__TASK ITEM__. In the gorilla fight discussion below, list every object that is named as something thrown.

I mean, is this just an impromptu gorilla fight, or do we get to plan?
People who want to fistfight a gorilla aren’t probably too big on planning.
See, I didn’t see “slappers only” as a requirement, considering that the dudes in the cave painting were usin’ spears.
Getting 100 people together for a fight requires some planning though, might as well include some strategy.
Assuming it’s a small arena battle to the death, yes. Do or Die.
If it was a open world battle then the 100 people would just take turns harassing the gorilla until it dies of exhaustion. That wouldn’t be a fair fight at all. Gorilla might get a handful of people but he’s just exhausting myself more.
With a bit of organization? Some guys distract it, others hit its head from behind!With a bit of luck we could start raping it after like 30 secs!
I am not saying we should, that would be disgusting! I am saying we could
One of the things that sets the human animal apart is throwing things. That poor gorilla is getting pelted with a million rocks. RIP hambre sr.
Unless handicapped, any human child can throw a ball, catch a ball, throw a stick strait. No other animal even comes close.
And here I am feeling sorry for myself because I can’t throw a cast net properly. :(
Neolithic fail!! Lol jk. Practice makes perfect.

__Dataset entries__.
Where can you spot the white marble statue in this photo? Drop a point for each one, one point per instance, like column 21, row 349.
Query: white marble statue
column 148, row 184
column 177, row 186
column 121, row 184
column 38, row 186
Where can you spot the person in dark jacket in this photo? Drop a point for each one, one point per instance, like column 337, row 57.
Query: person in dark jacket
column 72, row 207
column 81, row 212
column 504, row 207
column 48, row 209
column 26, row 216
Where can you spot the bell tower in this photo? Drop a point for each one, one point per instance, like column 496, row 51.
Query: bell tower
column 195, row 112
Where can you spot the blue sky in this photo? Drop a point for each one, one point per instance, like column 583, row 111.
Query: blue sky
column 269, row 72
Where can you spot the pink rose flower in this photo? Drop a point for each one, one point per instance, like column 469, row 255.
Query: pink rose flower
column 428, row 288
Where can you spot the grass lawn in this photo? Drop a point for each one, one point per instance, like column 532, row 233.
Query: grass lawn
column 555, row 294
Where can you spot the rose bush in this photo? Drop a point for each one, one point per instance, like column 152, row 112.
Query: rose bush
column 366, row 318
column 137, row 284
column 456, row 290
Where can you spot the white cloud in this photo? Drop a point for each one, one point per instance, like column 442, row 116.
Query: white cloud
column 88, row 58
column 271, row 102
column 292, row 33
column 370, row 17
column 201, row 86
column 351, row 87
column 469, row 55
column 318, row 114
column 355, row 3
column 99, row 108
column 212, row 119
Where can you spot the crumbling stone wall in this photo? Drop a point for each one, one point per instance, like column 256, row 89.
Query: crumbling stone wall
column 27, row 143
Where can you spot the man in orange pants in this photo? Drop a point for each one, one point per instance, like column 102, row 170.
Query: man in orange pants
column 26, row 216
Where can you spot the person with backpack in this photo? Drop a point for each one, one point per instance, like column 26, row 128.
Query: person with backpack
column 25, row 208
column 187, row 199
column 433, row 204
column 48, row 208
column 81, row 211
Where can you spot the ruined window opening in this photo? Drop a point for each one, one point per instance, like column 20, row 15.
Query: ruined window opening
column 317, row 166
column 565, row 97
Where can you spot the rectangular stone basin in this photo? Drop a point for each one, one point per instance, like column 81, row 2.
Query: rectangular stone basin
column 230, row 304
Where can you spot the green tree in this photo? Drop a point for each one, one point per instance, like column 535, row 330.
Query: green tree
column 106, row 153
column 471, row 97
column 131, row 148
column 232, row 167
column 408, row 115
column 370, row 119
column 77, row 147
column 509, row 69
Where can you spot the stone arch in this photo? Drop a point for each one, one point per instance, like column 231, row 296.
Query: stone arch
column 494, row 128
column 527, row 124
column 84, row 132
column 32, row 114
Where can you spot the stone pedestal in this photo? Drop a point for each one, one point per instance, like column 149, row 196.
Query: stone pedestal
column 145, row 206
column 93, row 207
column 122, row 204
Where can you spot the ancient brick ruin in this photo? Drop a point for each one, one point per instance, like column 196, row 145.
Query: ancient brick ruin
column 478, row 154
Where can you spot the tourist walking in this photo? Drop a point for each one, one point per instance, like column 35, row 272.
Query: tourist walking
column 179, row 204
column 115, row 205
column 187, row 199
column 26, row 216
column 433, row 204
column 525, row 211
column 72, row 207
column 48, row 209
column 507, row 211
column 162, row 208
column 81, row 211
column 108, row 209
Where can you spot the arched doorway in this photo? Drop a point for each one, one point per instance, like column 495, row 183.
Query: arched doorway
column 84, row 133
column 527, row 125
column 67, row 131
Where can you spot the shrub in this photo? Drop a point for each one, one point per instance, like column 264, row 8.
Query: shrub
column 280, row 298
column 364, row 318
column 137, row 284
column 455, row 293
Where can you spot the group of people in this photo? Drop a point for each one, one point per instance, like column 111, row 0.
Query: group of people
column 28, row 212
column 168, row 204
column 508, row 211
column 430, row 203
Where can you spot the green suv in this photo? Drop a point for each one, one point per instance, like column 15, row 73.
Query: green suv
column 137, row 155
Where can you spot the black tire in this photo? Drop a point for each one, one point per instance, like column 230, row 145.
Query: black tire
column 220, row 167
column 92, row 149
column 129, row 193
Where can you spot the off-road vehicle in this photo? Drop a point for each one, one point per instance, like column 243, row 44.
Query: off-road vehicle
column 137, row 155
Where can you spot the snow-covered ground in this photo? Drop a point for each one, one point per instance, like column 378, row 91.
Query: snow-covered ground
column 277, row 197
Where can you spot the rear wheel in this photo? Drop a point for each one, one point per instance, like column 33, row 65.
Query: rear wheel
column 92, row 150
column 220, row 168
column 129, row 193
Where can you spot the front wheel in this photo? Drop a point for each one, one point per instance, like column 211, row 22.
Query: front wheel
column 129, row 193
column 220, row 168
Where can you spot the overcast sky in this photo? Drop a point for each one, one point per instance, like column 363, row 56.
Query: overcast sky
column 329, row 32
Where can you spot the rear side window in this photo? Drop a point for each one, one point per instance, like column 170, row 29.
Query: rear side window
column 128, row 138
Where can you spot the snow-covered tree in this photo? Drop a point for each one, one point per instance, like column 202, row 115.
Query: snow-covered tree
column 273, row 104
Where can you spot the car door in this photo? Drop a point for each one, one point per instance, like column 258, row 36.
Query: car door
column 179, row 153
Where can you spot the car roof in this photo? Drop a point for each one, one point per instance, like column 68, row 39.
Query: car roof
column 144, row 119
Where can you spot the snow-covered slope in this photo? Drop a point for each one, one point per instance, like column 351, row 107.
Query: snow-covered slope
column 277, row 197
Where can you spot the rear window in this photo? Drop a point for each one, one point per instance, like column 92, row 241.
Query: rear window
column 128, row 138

__ANSWER SPACE__. rocks, a ball, a stick, a cast net